» Extracted data entries
________

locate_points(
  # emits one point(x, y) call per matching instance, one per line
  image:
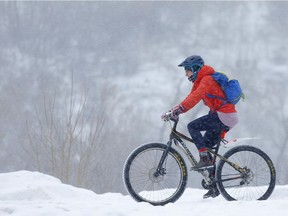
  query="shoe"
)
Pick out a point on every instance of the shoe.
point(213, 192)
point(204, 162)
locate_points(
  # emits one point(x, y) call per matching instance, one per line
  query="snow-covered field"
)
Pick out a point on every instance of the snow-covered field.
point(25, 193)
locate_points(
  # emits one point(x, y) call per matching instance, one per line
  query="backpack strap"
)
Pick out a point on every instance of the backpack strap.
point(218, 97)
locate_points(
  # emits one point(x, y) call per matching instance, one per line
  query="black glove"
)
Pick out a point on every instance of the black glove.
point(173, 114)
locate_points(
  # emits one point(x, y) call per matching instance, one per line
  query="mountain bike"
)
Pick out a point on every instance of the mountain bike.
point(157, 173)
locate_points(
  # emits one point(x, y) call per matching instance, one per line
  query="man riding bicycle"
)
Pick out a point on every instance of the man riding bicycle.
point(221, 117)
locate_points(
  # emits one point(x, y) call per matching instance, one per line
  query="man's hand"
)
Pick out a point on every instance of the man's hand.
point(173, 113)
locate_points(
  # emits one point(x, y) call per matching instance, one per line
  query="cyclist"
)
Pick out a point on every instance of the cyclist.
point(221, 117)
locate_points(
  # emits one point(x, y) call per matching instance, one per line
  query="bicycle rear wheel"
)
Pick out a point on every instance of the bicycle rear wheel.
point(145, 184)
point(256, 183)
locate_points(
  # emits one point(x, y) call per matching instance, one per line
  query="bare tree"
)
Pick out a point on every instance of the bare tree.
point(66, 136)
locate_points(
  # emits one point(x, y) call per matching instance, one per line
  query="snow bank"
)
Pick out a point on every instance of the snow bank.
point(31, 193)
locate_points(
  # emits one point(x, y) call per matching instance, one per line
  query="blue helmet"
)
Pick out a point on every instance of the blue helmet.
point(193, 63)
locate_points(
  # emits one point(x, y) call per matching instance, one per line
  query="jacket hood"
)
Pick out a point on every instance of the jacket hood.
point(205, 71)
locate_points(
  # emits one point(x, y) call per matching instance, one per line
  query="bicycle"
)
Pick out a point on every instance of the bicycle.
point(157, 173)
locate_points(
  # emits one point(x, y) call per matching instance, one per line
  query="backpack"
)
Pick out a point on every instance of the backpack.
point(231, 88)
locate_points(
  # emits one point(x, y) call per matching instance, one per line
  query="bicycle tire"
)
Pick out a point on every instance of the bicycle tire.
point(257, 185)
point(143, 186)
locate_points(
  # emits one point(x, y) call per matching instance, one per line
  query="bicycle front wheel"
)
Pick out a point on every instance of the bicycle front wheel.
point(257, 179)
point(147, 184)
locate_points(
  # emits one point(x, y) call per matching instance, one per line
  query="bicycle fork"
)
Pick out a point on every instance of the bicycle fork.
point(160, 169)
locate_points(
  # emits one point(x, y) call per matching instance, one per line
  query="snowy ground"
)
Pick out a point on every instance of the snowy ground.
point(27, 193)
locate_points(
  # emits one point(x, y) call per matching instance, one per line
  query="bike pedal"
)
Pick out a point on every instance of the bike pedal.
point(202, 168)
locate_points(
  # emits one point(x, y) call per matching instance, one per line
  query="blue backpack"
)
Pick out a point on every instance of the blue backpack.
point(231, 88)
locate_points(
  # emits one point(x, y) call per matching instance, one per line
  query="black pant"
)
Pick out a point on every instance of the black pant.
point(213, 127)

________

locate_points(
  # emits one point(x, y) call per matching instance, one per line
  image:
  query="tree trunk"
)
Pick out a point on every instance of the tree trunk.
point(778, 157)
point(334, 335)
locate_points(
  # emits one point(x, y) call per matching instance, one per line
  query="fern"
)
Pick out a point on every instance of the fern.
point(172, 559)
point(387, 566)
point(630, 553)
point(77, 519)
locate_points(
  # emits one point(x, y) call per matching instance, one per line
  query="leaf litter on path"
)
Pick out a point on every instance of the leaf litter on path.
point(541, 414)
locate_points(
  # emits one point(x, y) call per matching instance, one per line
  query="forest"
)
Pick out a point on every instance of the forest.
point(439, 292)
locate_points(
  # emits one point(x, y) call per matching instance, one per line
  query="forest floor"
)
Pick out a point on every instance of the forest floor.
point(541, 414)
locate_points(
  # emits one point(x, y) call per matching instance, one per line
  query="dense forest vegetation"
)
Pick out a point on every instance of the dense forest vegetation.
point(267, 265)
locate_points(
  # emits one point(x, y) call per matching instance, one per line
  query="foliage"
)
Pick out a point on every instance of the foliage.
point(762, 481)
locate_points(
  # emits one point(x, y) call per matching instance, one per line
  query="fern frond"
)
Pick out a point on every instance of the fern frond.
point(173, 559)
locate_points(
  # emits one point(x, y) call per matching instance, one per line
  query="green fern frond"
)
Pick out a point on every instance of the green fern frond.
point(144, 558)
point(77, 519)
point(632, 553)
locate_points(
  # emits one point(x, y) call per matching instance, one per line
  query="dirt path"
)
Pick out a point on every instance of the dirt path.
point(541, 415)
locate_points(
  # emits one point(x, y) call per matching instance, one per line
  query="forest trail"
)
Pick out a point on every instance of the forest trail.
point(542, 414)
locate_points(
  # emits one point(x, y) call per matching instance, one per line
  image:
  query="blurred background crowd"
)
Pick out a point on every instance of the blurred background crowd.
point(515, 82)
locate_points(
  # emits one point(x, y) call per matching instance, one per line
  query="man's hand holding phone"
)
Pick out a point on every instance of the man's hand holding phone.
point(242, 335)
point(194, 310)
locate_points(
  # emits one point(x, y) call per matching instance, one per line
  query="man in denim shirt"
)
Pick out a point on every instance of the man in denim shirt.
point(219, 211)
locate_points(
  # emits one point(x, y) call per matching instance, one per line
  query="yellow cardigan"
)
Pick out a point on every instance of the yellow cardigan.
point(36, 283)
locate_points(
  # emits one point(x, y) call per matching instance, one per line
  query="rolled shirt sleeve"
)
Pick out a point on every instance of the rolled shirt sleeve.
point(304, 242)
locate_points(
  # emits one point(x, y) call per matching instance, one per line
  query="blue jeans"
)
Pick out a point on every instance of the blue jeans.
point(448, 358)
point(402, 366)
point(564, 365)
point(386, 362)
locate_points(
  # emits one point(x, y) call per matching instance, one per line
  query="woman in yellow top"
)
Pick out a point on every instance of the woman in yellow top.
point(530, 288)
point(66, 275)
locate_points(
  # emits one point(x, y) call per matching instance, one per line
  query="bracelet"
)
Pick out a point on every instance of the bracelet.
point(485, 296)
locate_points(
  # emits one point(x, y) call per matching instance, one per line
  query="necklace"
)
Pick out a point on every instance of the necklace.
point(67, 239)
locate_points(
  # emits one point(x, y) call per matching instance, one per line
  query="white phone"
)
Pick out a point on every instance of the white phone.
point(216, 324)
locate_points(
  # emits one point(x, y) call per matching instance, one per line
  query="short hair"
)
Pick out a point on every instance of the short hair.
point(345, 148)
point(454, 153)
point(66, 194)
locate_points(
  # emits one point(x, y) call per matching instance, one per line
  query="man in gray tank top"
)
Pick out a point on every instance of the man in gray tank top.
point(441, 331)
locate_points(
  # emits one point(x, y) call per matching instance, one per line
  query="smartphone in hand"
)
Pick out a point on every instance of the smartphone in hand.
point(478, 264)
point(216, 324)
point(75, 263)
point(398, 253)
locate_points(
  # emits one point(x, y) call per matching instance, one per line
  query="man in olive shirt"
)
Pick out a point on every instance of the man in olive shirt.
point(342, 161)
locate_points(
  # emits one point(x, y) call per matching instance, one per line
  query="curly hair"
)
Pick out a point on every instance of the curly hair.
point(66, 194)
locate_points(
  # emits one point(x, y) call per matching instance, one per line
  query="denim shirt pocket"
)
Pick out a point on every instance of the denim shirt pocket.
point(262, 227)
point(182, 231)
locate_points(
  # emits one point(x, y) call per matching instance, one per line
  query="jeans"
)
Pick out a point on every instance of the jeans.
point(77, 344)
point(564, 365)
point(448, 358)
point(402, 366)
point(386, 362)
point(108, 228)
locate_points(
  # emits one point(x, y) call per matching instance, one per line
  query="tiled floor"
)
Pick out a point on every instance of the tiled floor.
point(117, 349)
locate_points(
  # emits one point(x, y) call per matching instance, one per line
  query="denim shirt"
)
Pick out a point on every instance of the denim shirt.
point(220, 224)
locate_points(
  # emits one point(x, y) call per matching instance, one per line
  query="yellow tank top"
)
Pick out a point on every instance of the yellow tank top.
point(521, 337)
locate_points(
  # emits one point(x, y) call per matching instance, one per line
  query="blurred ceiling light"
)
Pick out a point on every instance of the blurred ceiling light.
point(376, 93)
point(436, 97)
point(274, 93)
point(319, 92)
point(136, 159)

________

» TASK STATEMENT
Locate each line in the listing that contains the word "field", paying attention to case, and copy those lines.

» ANSWER TO THIS EXERCISE
  query="snow-covered field"
Pick out a point on every instance of the snow-covered field.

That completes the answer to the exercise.